RICKEY B. DAVIS, PLAINTIFF,
v.
CITY OF SPRINGFIELD, ILLINOIS, A MUNICIPAL CORPORATION, DEFENDANT.



The opinion of the court was delivered by: Byron G. Cudmore, U.S. Magistrate Judge

OPINION

This matter is before the Court on Plaintiff Rickey B. Davis' Motion to Compel Discovery (d/e 181). Plaintiff asks the Court to compel Defendant City of Springfield, Illinois to provide full responses to Plaintiff's First Interrogatories Nos. 2, 3, 5, 7, 8, 10 and 11 and Plaintiff's First Request for Production of Documents Nos. 1 and 2. Plaintiff further asserts that Defendant's objections to Plaintiff's First Interrogatory No. 6 and Plaintiff's First Request for Production of Documents Nos. 4, 9, 10, 11, 12, 14, 15, 16, 19, 21, and 23 are untimely and, thus, waived. This Court has jurisdiction to consider these matters pursuant to 28 U.S.C. § 636(b)(1)(A).

Plaintiff's Motion to Compel contains the requisite Fed. R. Civ. P. 37(a)(1) certification. For the reasons set forth below, the Motion is allowed, in part, and denied, in part.

BACKGROUND

Plaintiff's Second Amended Complaint (d/e 172) alleges claims of race discrimination and retaliation under Title VII (Count I) and 42 U.S.C. §§ 1981 & 1983 (Count II). Plaintiff is an African-American who was at all relevant times employed by the Defendant as a police officer with the rank of Lieutenant. According to the Second Amended Complaint, Plaintiff has previously filed claims of race discrimination and retaliation against Defendant and has spoken out against race discrimination in the City of Springfield and the Springfield Police Department (SPD). Plaintiff alleges that Defendant discriminated and retaliated against him by taking action affecting the terms and conditions of his employment, issuing unwarranted discipline against him, mishandling Internal Affairs matters against him, transferring him from the criminal investigations division to the patrol unit, transferring him from the day shift to the midnight shift and then to the second shift, and releasing confidential medical information about Plaintiff to the general public without his consent.

On September 5, 2008, Plaintiff served Defendant with Plaintiff's First Interrogatories and Plaintiff's First Request for Production of Documents. Defendant failed to respond within thirty days as required under Fed. R. Civ. P. 33(b)(2) and 34(b)(2)(A). Plaintiff's attorney Donna Harper sent a letter, dated October 15, 2008, to Assistant Corporation Counsel Frank Martinez addressing Defendant's overdue discovery responses. Plaintiff's Memorandum in Support of his Motion to Compel Discovery (d/e 182) (Plaintiff's Memorandum), Ex. 3. The letter stated as follows:

On September 5, 2008, I served you with Plaintiff's First Request for Production and First Interrogatories. Your objections and responses were due on October 8, 2008. Your responses are now one week overdue. Your objections, if any, are waived.
****
Description of the task:
Transcribe the passage of the court opinion from "The opinion of" to "U.S.C. § 636(b)(1)(A).". The material that follows is drawn from a separate source and has no connection to the court opinion.
****
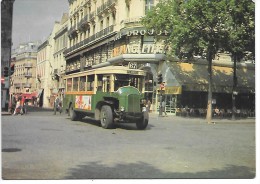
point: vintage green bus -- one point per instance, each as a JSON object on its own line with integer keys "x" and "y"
{"x": 112, "y": 94}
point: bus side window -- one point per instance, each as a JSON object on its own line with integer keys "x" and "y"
{"x": 82, "y": 83}
{"x": 69, "y": 84}
{"x": 100, "y": 83}
{"x": 75, "y": 84}
{"x": 90, "y": 82}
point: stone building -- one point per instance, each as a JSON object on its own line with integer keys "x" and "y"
{"x": 109, "y": 32}
{"x": 23, "y": 80}
{"x": 51, "y": 64}
{"x": 6, "y": 44}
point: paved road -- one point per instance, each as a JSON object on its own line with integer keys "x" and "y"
{"x": 41, "y": 145}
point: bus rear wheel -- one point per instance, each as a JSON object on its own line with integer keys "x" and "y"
{"x": 73, "y": 114}
{"x": 143, "y": 122}
{"x": 106, "y": 117}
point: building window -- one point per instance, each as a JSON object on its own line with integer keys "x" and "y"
{"x": 148, "y": 5}
{"x": 127, "y": 10}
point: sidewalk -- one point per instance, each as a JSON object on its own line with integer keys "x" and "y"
{"x": 169, "y": 117}
{"x": 201, "y": 119}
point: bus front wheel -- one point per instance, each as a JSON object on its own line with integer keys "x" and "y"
{"x": 73, "y": 115}
{"x": 143, "y": 122}
{"x": 106, "y": 117}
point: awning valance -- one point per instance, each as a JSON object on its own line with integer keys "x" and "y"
{"x": 194, "y": 77}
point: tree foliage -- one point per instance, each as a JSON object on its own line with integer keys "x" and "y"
{"x": 203, "y": 27}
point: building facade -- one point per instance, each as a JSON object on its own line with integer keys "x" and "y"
****
Response:
The opinion of the court was delivered by: Byron G. Cudmore, U.S. Magistrate Judge

OPINION

This matter is before the Court on Plaintiff Rickey B. Davis' Motion to Compel Discovery (d/e 181). Plaintiff asks the Court to compel Defendant City of Springfield, Illinois to provide full responses to Plaintiff's First Interrogatories Nos. 2, 3, 5, 7, 8, 10 and 11 and Plaintiff's First Request for Production of Documents Nos. 1 and 2. Plaintiff further asserts that Defendant's objections to Plaintiff's First Interrogatory No. 6 and Plaintiff's First Request for Production of Documents Nos. 4, 9, 10, 11, 12, 14, 15, 16, 19, 21, and 23 are untimely and, thus, waived. This Court has jurisdiction to consider these matters pursuant to 28 U.S.C. § 636(b)(1)(A).